>>>

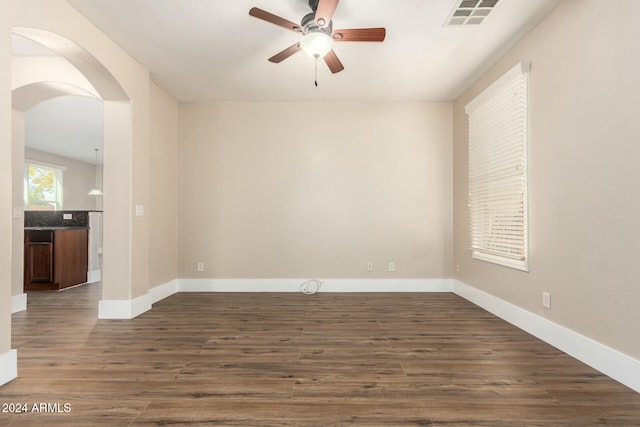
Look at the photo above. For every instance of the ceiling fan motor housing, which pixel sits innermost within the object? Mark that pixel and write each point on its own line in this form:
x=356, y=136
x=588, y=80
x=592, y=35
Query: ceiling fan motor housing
x=309, y=25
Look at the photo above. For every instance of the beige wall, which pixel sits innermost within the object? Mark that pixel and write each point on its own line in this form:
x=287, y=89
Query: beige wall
x=583, y=174
x=163, y=187
x=124, y=85
x=6, y=190
x=17, y=154
x=78, y=178
x=296, y=190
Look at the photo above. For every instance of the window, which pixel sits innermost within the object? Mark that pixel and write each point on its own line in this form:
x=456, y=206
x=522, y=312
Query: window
x=498, y=171
x=43, y=186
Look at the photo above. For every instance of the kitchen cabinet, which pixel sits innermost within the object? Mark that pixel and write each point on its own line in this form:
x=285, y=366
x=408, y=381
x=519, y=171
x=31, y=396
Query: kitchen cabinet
x=55, y=258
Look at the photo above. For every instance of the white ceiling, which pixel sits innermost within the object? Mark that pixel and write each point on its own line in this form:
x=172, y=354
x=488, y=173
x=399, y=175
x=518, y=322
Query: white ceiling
x=68, y=126
x=213, y=49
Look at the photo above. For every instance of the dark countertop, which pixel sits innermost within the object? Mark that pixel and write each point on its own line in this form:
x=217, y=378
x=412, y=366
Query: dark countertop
x=73, y=227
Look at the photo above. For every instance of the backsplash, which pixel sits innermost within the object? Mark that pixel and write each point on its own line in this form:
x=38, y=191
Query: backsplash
x=56, y=219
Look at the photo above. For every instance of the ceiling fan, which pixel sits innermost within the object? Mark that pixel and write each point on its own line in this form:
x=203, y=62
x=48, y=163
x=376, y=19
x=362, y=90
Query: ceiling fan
x=318, y=34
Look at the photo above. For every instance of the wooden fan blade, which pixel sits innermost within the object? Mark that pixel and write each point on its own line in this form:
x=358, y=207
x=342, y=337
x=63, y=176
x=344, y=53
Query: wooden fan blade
x=325, y=11
x=274, y=19
x=333, y=62
x=279, y=57
x=359, y=35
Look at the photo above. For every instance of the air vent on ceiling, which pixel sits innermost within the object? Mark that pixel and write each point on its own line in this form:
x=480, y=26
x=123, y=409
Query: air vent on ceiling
x=470, y=12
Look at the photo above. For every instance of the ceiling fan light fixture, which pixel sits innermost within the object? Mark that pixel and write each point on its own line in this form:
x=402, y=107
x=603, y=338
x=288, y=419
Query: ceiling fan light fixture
x=316, y=44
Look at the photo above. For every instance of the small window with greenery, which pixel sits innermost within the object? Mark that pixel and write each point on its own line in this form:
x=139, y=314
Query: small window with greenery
x=43, y=186
x=498, y=171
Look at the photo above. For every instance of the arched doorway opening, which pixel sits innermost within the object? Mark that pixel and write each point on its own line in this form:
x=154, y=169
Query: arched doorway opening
x=69, y=70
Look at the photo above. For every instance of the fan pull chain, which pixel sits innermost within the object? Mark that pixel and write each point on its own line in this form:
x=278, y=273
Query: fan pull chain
x=316, y=79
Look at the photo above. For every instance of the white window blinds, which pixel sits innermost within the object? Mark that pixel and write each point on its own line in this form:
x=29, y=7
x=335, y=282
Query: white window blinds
x=498, y=170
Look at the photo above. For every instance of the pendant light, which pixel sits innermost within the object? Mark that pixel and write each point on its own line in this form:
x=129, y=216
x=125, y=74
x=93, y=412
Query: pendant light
x=95, y=191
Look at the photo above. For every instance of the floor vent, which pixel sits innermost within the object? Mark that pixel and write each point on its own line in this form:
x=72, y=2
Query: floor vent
x=470, y=12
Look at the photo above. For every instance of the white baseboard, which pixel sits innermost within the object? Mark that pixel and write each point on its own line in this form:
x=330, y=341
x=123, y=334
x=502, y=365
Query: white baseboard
x=8, y=366
x=124, y=309
x=94, y=276
x=128, y=309
x=610, y=362
x=328, y=285
x=18, y=303
x=163, y=291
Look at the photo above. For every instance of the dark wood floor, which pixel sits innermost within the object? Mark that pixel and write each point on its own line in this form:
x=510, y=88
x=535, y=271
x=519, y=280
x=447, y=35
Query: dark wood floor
x=297, y=360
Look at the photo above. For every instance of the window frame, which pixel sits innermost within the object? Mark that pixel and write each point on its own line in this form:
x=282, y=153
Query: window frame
x=59, y=173
x=491, y=225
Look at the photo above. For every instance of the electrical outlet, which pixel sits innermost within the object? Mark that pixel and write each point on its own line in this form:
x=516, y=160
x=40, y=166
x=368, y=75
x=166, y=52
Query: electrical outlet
x=546, y=299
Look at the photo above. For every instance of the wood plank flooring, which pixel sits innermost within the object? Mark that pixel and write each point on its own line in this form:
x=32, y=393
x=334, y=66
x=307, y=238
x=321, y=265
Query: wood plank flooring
x=270, y=359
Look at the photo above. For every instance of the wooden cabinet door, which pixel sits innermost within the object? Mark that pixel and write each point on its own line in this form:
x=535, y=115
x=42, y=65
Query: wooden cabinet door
x=71, y=257
x=39, y=262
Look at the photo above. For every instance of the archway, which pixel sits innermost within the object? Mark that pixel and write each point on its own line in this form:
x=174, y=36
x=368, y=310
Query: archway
x=72, y=70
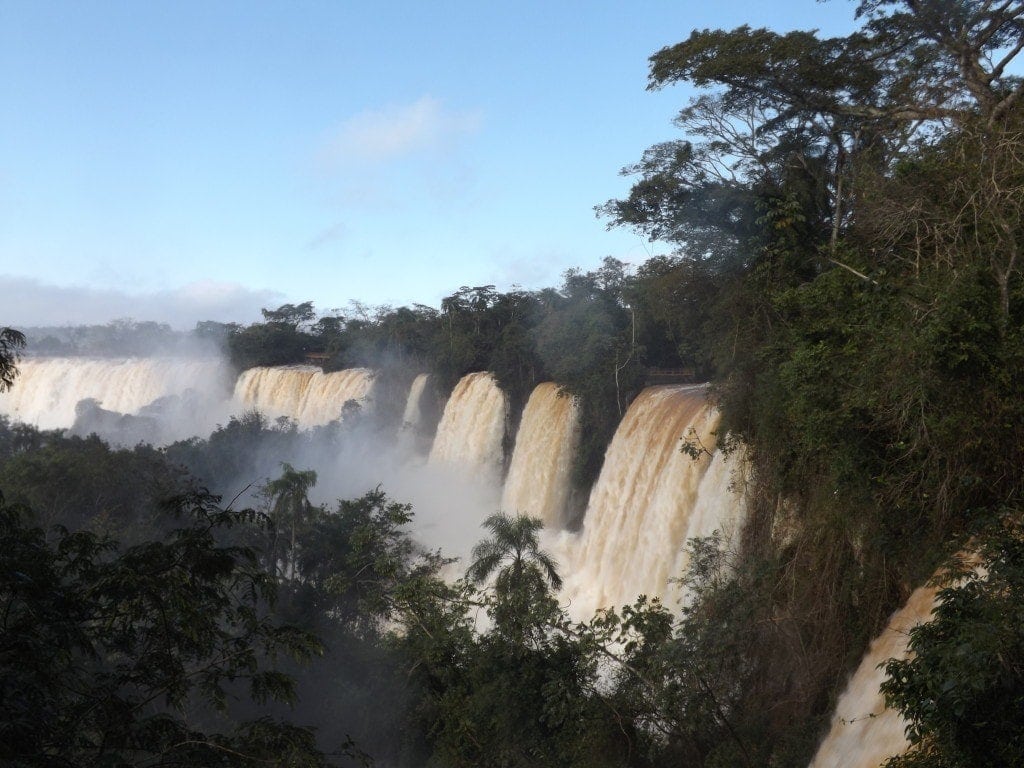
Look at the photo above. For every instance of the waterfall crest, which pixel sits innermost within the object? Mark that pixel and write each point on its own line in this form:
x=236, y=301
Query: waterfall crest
x=412, y=418
x=648, y=499
x=471, y=429
x=47, y=389
x=538, y=482
x=863, y=732
x=304, y=393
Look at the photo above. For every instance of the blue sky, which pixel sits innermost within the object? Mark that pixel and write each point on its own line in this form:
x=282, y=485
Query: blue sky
x=179, y=161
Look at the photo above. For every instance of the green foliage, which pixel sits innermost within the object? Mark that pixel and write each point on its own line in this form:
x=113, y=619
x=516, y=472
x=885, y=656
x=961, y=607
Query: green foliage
x=82, y=482
x=105, y=650
x=11, y=342
x=523, y=574
x=962, y=690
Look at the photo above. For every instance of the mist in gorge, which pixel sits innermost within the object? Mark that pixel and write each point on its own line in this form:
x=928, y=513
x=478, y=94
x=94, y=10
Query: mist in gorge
x=747, y=493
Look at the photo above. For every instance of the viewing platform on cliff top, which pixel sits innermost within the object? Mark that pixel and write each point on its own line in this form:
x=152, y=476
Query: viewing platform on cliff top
x=662, y=376
x=316, y=358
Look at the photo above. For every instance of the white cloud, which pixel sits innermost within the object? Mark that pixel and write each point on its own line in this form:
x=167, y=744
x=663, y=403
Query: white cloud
x=30, y=302
x=378, y=136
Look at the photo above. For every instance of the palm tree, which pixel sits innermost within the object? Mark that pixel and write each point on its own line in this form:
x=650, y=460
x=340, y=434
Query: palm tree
x=289, y=495
x=524, y=571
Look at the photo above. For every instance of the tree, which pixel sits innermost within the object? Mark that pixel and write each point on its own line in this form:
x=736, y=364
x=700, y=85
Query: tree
x=962, y=688
x=524, y=572
x=290, y=505
x=112, y=656
x=11, y=342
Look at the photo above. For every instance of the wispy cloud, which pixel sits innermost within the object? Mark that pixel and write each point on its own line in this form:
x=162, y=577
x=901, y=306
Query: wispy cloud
x=325, y=237
x=30, y=302
x=379, y=136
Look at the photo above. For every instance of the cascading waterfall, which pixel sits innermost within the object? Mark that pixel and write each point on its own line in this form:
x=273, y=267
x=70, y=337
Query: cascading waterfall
x=863, y=731
x=471, y=429
x=649, y=498
x=47, y=389
x=412, y=418
x=538, y=482
x=304, y=393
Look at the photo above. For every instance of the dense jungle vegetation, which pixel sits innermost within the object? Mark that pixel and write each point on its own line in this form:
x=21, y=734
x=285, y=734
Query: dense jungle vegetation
x=846, y=218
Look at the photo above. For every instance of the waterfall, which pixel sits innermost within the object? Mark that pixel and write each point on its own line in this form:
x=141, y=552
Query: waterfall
x=538, y=482
x=47, y=389
x=648, y=499
x=412, y=418
x=304, y=393
x=863, y=732
x=471, y=429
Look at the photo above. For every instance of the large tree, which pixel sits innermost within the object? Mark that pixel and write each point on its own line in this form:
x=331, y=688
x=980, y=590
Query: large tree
x=112, y=656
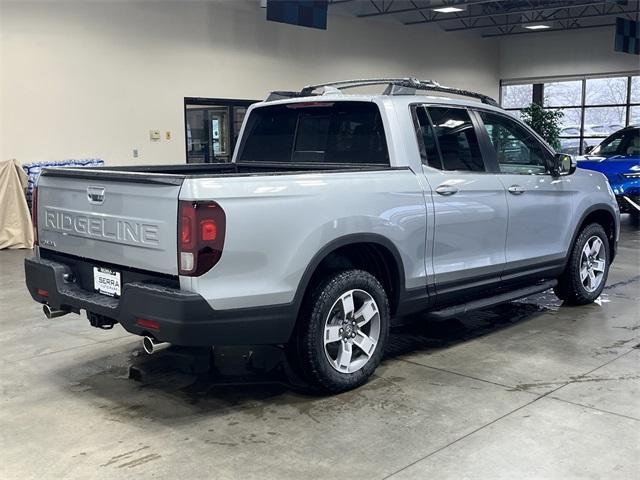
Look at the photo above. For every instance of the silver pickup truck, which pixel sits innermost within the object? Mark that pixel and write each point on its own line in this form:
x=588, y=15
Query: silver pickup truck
x=338, y=213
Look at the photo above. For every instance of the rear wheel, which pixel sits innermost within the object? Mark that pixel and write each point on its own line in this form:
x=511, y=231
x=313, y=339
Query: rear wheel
x=342, y=331
x=586, y=273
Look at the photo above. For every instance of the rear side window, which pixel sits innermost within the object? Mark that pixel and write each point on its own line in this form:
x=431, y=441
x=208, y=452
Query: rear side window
x=328, y=132
x=449, y=139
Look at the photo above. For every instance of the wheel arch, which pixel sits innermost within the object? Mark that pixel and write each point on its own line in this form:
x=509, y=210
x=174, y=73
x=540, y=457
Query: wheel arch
x=604, y=215
x=354, y=251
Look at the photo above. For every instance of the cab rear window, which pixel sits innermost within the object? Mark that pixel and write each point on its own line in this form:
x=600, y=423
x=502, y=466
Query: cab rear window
x=318, y=132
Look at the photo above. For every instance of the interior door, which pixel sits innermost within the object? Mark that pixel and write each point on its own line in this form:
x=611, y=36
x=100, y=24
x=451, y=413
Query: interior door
x=540, y=205
x=468, y=201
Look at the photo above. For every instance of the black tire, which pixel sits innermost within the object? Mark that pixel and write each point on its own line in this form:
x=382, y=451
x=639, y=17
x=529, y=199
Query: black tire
x=308, y=345
x=570, y=287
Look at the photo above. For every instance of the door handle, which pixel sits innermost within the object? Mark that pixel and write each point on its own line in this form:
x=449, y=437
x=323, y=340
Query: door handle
x=446, y=190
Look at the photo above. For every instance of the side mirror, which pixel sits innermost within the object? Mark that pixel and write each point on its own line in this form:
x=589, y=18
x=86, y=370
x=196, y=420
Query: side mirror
x=564, y=164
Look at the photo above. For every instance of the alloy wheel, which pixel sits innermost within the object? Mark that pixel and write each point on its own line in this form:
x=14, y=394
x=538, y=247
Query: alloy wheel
x=592, y=264
x=352, y=331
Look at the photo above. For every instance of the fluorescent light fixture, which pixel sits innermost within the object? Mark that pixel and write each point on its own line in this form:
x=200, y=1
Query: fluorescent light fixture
x=536, y=27
x=448, y=9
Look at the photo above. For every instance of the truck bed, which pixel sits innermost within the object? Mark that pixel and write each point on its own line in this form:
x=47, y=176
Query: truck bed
x=153, y=173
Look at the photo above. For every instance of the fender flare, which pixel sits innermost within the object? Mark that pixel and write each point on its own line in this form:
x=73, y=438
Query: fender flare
x=593, y=208
x=343, y=241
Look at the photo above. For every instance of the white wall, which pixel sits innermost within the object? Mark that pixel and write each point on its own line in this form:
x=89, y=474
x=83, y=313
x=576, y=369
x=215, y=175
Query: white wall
x=91, y=78
x=575, y=52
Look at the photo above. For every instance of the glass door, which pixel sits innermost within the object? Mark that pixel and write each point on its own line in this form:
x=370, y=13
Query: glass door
x=212, y=127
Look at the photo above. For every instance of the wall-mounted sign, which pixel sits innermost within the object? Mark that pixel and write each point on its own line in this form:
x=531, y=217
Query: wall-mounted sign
x=627, y=38
x=305, y=13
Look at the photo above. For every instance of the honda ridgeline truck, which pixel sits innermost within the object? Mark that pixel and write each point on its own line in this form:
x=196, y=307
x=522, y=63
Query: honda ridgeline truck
x=338, y=213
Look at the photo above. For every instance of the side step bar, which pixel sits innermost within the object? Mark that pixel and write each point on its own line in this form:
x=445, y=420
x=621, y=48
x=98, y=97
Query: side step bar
x=490, y=301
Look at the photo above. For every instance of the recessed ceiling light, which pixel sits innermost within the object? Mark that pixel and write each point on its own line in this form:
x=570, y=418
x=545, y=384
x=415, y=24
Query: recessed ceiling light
x=536, y=27
x=448, y=9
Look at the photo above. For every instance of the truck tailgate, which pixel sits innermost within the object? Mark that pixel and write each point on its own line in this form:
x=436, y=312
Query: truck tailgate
x=118, y=218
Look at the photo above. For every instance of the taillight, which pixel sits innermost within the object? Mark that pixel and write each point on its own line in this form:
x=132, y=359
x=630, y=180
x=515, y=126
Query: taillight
x=34, y=214
x=201, y=230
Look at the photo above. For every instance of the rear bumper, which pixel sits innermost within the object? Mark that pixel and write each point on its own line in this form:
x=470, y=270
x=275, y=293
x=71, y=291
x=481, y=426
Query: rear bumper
x=184, y=318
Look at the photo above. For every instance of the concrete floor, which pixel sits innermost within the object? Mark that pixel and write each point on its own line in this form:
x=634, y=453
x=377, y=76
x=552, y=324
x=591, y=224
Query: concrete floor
x=530, y=389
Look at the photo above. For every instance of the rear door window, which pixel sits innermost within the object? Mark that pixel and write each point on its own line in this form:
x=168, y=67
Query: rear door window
x=448, y=139
x=321, y=132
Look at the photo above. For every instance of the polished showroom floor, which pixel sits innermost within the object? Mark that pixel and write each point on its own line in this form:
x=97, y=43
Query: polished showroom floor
x=526, y=390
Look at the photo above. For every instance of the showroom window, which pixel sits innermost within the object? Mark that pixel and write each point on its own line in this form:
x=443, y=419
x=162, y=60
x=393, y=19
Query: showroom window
x=212, y=127
x=593, y=107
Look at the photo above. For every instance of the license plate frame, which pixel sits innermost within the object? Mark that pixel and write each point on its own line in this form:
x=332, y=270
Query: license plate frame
x=107, y=282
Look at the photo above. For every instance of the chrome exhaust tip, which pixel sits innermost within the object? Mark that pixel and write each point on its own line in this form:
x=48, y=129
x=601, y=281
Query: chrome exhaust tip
x=51, y=313
x=151, y=345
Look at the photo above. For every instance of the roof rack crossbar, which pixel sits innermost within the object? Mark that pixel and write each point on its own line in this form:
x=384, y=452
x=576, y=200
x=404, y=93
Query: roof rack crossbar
x=406, y=84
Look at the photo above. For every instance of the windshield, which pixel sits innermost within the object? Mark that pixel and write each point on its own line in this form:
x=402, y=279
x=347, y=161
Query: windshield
x=316, y=132
x=622, y=143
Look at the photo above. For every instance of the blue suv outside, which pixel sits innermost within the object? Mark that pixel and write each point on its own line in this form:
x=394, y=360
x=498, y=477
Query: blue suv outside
x=618, y=157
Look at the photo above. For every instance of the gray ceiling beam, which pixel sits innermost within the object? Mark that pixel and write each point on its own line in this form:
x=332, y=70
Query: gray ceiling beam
x=528, y=32
x=429, y=8
x=512, y=12
x=542, y=20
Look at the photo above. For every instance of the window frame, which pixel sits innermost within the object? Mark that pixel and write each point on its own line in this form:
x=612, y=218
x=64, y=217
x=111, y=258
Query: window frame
x=231, y=104
x=491, y=150
x=538, y=97
x=385, y=131
x=490, y=167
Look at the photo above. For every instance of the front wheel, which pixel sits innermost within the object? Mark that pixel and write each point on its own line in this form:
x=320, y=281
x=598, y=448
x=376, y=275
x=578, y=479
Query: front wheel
x=342, y=331
x=587, y=269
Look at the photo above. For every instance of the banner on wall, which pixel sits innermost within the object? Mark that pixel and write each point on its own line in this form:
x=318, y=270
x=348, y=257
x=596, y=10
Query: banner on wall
x=305, y=13
x=627, y=39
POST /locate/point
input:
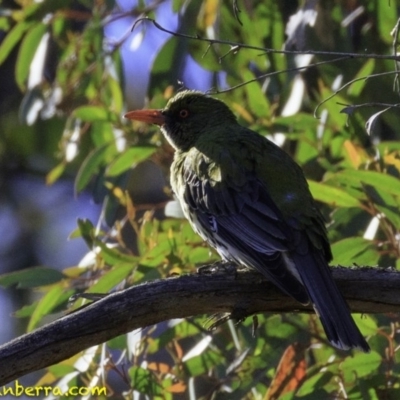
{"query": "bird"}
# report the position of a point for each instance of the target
(250, 201)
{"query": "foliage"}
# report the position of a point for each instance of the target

<<<

Copy out, unchanged, the lines of the entries above, beginning at the line that has "Look at the photo above. For every instance of the chrome" and stopping after the line that has "x=151, y=345".

Look at the photo above. For every instance of the chrome exhaust tip, which pixel sits innermost within the object? Mark that pixel and write each point on its own line in this form:
x=48, y=129
x=601, y=281
Query: chrome exhaust tip
x=51, y=313
x=151, y=345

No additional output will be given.